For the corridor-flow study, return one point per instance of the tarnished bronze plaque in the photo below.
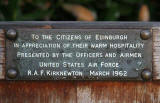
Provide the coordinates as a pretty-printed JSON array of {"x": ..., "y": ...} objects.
[{"x": 78, "y": 54}]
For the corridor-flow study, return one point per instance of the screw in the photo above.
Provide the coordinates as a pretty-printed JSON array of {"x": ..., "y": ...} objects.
[
  {"x": 11, "y": 34},
  {"x": 12, "y": 73},
  {"x": 146, "y": 74},
  {"x": 146, "y": 34}
]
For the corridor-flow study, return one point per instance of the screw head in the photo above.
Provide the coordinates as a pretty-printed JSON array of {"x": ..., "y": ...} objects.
[
  {"x": 145, "y": 34},
  {"x": 12, "y": 73},
  {"x": 11, "y": 34},
  {"x": 146, "y": 74}
]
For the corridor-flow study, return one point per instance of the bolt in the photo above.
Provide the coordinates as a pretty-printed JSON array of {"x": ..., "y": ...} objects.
[
  {"x": 146, "y": 34},
  {"x": 12, "y": 73},
  {"x": 146, "y": 74},
  {"x": 11, "y": 34}
]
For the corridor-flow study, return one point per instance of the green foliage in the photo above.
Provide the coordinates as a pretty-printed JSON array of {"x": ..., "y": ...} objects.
[{"x": 106, "y": 10}]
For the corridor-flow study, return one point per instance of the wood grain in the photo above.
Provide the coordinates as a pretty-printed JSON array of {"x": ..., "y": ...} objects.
[
  {"x": 156, "y": 53},
  {"x": 2, "y": 54},
  {"x": 80, "y": 91}
]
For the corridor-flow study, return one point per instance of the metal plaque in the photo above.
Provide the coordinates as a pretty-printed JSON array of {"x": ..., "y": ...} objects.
[{"x": 78, "y": 54}]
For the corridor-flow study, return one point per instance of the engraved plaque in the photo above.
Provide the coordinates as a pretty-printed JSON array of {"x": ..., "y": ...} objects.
[{"x": 78, "y": 54}]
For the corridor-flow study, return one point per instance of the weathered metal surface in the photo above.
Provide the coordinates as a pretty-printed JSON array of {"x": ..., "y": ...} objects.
[{"x": 128, "y": 68}]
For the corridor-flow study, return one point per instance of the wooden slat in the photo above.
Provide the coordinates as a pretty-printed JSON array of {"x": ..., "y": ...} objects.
[
  {"x": 2, "y": 54},
  {"x": 156, "y": 53}
]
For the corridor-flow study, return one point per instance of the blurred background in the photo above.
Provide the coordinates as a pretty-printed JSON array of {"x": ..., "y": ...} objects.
[{"x": 80, "y": 10}]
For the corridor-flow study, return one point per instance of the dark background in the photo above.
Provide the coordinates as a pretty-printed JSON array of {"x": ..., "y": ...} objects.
[{"x": 99, "y": 10}]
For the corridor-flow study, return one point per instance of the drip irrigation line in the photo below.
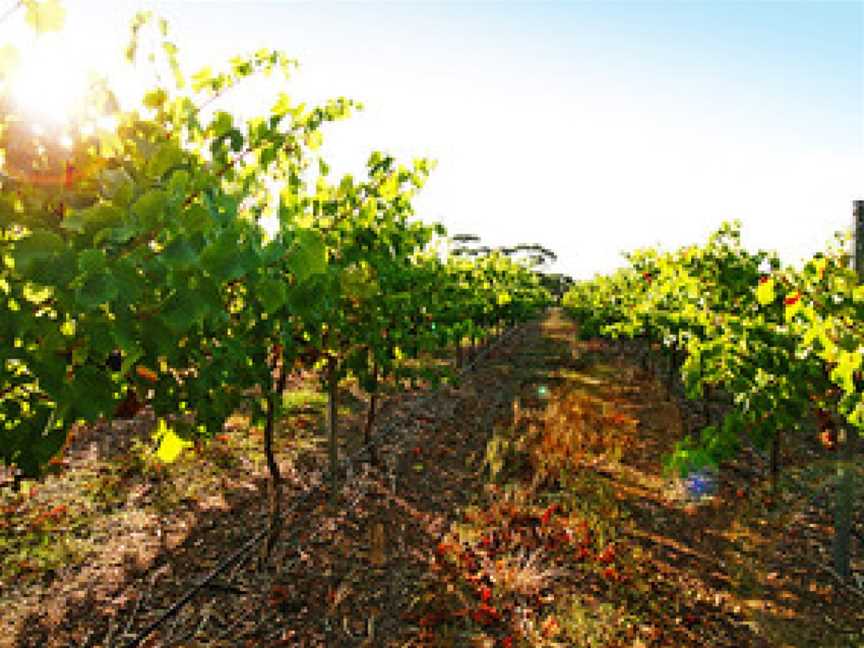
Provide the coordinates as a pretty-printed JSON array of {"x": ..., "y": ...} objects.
[{"x": 254, "y": 540}]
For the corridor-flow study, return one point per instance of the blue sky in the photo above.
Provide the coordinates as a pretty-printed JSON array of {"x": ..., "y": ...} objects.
[{"x": 589, "y": 127}]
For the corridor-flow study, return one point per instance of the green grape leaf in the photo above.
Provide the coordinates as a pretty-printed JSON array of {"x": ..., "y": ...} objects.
[
  {"x": 308, "y": 255},
  {"x": 150, "y": 208},
  {"x": 271, "y": 293},
  {"x": 36, "y": 250},
  {"x": 765, "y": 292},
  {"x": 97, "y": 289}
]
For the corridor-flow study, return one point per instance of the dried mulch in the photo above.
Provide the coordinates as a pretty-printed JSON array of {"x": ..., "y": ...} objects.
[{"x": 369, "y": 566}]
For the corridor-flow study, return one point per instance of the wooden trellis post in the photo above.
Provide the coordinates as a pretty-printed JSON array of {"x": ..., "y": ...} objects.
[{"x": 847, "y": 438}]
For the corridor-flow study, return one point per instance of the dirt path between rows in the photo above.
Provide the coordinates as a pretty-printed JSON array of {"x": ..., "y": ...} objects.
[{"x": 524, "y": 508}]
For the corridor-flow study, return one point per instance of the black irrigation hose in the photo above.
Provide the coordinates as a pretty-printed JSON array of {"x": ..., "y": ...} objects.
[{"x": 250, "y": 544}]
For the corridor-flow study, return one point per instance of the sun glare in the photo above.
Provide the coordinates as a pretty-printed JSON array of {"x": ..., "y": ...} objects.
[{"x": 49, "y": 85}]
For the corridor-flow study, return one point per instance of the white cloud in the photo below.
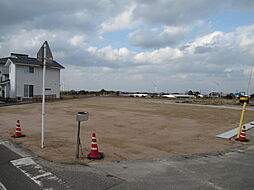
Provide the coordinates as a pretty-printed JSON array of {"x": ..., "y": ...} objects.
[
  {"x": 124, "y": 20},
  {"x": 162, "y": 55},
  {"x": 77, "y": 40}
]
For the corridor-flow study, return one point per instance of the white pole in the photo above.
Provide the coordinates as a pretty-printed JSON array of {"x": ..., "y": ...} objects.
[{"x": 43, "y": 96}]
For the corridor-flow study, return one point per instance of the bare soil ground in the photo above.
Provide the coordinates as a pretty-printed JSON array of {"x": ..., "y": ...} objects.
[{"x": 126, "y": 128}]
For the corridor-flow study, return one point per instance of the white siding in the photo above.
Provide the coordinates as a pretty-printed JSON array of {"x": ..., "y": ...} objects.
[{"x": 52, "y": 81}]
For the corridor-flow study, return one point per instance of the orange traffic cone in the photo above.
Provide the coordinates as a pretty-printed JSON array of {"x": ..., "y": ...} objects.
[
  {"x": 242, "y": 135},
  {"x": 18, "y": 131},
  {"x": 94, "y": 154}
]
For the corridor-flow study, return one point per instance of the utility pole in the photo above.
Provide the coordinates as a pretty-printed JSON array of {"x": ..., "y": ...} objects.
[{"x": 43, "y": 96}]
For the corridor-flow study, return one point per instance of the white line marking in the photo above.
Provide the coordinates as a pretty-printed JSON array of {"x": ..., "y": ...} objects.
[
  {"x": 35, "y": 172},
  {"x": 2, "y": 187}
]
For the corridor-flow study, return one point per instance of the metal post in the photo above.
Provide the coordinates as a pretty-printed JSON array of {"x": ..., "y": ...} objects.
[
  {"x": 43, "y": 96},
  {"x": 78, "y": 141},
  {"x": 241, "y": 119}
]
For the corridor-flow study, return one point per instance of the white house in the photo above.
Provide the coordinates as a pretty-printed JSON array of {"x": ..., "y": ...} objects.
[{"x": 21, "y": 76}]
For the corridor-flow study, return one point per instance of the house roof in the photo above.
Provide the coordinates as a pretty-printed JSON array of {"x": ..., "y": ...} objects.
[{"x": 29, "y": 61}]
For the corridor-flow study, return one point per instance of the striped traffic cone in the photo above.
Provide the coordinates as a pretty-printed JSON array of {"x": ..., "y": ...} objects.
[
  {"x": 94, "y": 154},
  {"x": 242, "y": 137},
  {"x": 18, "y": 132}
]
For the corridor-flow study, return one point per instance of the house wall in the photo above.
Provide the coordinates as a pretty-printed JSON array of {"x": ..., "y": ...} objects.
[{"x": 52, "y": 81}]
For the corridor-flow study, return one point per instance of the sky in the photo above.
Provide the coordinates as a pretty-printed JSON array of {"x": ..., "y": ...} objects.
[{"x": 137, "y": 45}]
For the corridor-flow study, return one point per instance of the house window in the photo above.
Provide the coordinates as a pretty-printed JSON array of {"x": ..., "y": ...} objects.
[
  {"x": 28, "y": 69},
  {"x": 28, "y": 91}
]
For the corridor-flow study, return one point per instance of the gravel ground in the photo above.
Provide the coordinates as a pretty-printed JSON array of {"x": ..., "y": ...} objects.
[{"x": 126, "y": 128}]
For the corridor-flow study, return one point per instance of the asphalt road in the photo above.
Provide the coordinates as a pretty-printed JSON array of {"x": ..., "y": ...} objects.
[
  {"x": 231, "y": 169},
  {"x": 10, "y": 176}
]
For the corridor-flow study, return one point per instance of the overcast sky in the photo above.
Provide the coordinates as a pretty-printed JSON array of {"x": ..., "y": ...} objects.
[{"x": 137, "y": 45}]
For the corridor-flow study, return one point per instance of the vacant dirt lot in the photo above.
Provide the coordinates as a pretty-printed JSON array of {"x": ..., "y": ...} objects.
[{"x": 126, "y": 128}]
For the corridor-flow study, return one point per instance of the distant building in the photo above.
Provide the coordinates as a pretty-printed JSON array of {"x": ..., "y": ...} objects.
[{"x": 21, "y": 77}]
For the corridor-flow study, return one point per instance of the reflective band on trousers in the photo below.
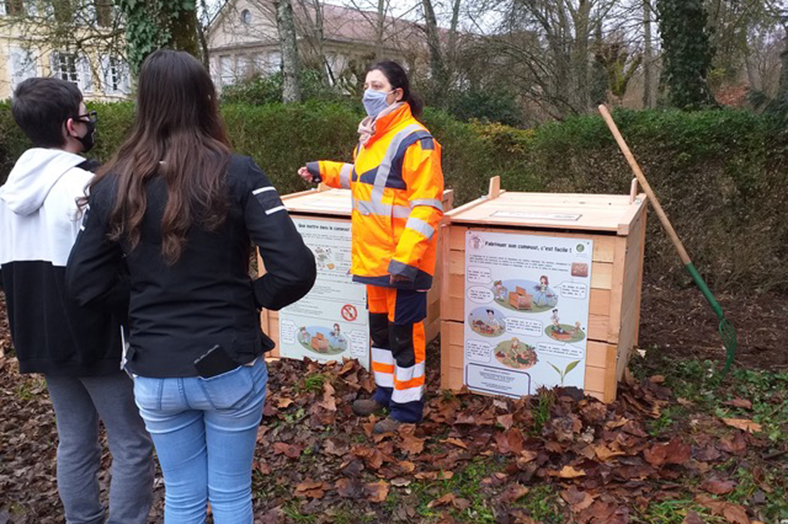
********************
__WHAT YOU HAVE TO DO__.
Please return each line of the items above that contains the word "below".

__RESULT OF THE TASK__.
For the corridor-flow study, return one point per instance of the tarnished bronze plaque in the photo below.
For the corridor-flow study, return one point per instance of the drip irrigation line in the photo below.
For the corridor-flow study, return one point per instance of the white cloud in the photo below.
For the corridor-flow study, return one point per instance of the reflective band on trousers in the photo below.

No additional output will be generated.